Can you copy out the listing below word for word, with every line unchanged?

■ ■ ■ ■ ■ ■ ■

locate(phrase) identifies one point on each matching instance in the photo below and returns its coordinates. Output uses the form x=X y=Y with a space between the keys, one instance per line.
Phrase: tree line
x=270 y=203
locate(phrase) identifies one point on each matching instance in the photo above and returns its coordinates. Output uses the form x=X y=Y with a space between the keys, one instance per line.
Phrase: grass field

■ ■ ■ ■ ■ ■ ■

Exercise output =
locate(phrase) identifies one point on each matching instance in the photo below and returns its coordinates. Output uses the form x=X y=Y with a space between the keys, one instance per line.
Phrase: tree line
x=270 y=203
locate(phrase) identifies one point on each matching instance in the photo above and returns its coordinates. Output uses the form x=X y=Y with a space between the keys, one instance per line.
Phrase: grass field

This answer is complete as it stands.